The data Block Start

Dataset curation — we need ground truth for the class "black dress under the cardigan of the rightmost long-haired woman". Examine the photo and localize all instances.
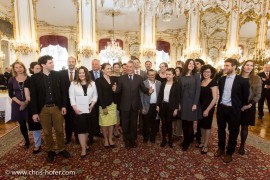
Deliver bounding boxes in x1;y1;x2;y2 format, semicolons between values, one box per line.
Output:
240;78;256;126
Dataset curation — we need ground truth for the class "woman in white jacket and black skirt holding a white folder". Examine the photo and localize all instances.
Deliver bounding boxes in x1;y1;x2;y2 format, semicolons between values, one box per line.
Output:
69;66;98;158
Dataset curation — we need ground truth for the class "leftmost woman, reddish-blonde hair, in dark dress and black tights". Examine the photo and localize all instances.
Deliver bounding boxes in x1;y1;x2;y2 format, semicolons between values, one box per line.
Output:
8;61;30;149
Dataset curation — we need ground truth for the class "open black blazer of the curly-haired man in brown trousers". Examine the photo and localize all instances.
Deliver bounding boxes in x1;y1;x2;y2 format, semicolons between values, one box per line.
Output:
30;71;67;114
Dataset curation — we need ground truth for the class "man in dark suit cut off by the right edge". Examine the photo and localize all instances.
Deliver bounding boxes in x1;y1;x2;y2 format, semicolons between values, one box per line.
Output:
258;64;270;119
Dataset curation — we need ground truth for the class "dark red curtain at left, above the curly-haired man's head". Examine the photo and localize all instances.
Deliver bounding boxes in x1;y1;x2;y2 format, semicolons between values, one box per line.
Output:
39;35;68;51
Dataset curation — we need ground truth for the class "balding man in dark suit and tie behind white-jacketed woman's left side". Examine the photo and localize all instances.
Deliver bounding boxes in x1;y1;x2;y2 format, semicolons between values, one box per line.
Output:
60;56;79;144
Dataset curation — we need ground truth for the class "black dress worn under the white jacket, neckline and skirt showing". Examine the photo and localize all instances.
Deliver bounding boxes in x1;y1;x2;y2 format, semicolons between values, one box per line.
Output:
74;85;93;134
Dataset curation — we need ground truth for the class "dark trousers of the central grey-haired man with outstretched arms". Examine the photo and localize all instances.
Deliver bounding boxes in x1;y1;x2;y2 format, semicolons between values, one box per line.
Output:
121;108;138;143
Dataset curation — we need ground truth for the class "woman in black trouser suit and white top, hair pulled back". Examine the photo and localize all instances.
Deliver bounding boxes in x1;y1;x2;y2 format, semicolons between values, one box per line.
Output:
157;68;179;148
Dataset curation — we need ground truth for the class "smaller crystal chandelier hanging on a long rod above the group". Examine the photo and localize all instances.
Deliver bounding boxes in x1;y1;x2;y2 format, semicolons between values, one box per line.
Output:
101;11;125;61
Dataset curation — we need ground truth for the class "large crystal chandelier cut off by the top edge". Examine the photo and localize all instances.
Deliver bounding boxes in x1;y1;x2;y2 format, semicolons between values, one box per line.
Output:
113;0;187;22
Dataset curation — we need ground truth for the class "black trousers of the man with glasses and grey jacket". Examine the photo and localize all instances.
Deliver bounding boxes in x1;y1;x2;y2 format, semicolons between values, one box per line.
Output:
142;104;157;140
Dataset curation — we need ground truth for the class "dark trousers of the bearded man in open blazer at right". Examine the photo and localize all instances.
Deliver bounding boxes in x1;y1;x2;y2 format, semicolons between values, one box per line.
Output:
217;105;241;155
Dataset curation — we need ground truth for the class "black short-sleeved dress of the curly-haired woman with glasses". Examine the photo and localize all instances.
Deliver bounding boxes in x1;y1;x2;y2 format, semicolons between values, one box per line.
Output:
198;80;217;129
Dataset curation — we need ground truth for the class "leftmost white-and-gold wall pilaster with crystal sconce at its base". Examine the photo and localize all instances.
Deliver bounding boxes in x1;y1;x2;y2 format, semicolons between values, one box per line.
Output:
10;0;39;69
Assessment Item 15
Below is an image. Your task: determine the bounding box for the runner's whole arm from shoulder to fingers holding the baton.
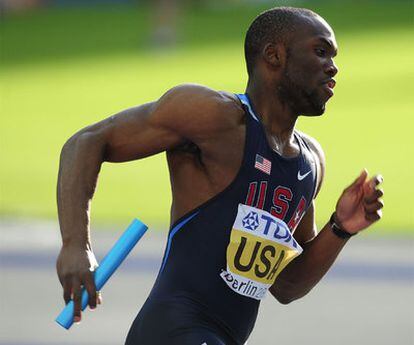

The data Block End

Every entry above should be returned exactly, with no images included.

--- Answer to this task ---
Dataset curation — we need ground truth for the class "black dress under the cardigan of the rightmost long-haired woman". Examine the photo and localize all instances.
Deliver bounding boxes in x1;y1;x2;y2 format, semicolons between values, one box per line.
Output:
240;78;256;126
Dataset curation — we need ground truth for the class "woman in white jacket and black skirt holding a white folder". Examine the photo and localize all instances.
Deliver bounding boxes in x1;y1;x2;y2 format, semicolons between values, one box per line.
Output:
69;66;98;158
Dataset curation — we need ground truth for the class "leftmost woman, reddish-blonde hair, in dark dress and black tights". Examine the photo and localize all instances.
Deliver bounding boxes in x1;y1;x2;y2 format, semicolons between values, one box per line.
Output:
8;61;30;149
Dataset curation — we need ground truth for the class "open black blazer of the curly-haired man in brown trousers". Examine the photo and localize all instances.
Deliver bounding boxes in x1;y1;x2;y2 format, semicolons between values, one box per line.
Output:
30;71;67;114
Dataset curation — we need ground truth for the class "man in dark suit cut off by the right edge". Examine the photo and localize all instances.
Deliver bounding boxes in x1;y1;x2;y2 format, semicolons between values, one box per line.
Output:
258;64;270;119
Dataset curation — we need ground truth for the class "dark red curtain at left, above the curly-haired man's head". Examine the photo and localize all instances.
Deliver bounding boxes in x1;y1;x2;y2 format, semicolons between values, one box per line.
Output:
39;35;68;51
Dataset curation — we need ground truth for the class "balding man in dark suit and tie behind white-jacketed woman's left side". Examine the photo and localize all instances.
Deliver bounding boxes in x1;y1;x2;y2 format, semicolons between values, one box per line.
Output:
60;56;79;144
Dataset curation — we need ground truth for the class "black dress worn under the white jacket, neckline and skirt showing". Examine the photo and localize all instances.
Deliver bounding boxes in x1;y1;x2;y2 format, semicolons between values, one box per line.
Output:
74;85;93;134
Dataset curation — we need ground truth for the class "dark trousers of the central grey-haired man with outstretched arms". Examine the photo and localize all instances.
Deliver bounding boxes in x1;y1;x2;y2 format, semicolons between values, one box per line.
Output:
121;108;138;143
Dataset curation — we need ground truth for the class "woman in black trouser suit and white top, hair pulled back". Examine the photo and localize all instances.
Deliver bounding boxes in x1;y1;x2;y2 format, semicolons between values, one box per line.
Output:
157;68;179;148
Dataset curation — we need ground truth for the class "smaller crystal chandelier hanging on a long rod above the group". Examine the photo and localize all instances.
Deliver bounding boxes in x1;y1;x2;y2 format, semicolons between values, one box per line.
Output:
101;11;125;61
Dataset curation — we need ground truth for the class "large crystal chandelier cut off by the top edge". Examine the photo and localize all instances.
Deliver bounding boxes in x1;y1;x2;y2 format, semicolons between values, one box per line.
Output:
113;0;187;22
Dataset curation — we need ground truth for the class "black trousers of the man with glasses and grey jacket". Examine the photo and localize all instances.
Deliver bounding boxes in x1;y1;x2;y2 format, semicolons between values, one box per line.
Output:
142;104;157;140
Dataset curation — we need ground truth for the class "dark trousers of the bearded man in open blazer at right". Examine the photo and localize all instances.
Deliver bounding boxes in x1;y1;x2;y2 format, semicolons between values, one box per line.
Output:
217;105;241;155
Dataset curation — we need ground truth for the class "black short-sleeved dress of the curly-haired woman with glasses". Examine the photo and localize all instances.
Deliver bounding boxes in x1;y1;x2;y2 format, semicolons between values, one box per line.
Output:
198;80;217;129
Dataset curation — we need ground truth for the class "leftmost white-and-gold wall pilaster with crystal sconce at its base". Examine the photo and localize all instances.
Deliver bounding boxes in x1;y1;x2;y2 format, semicolons between values, one box per line.
Output:
10;0;39;69
Assessment Item 15
Below is an image. Your task: determine the bounding box for the runner's whole arm from shoulder to fingers holding the baton.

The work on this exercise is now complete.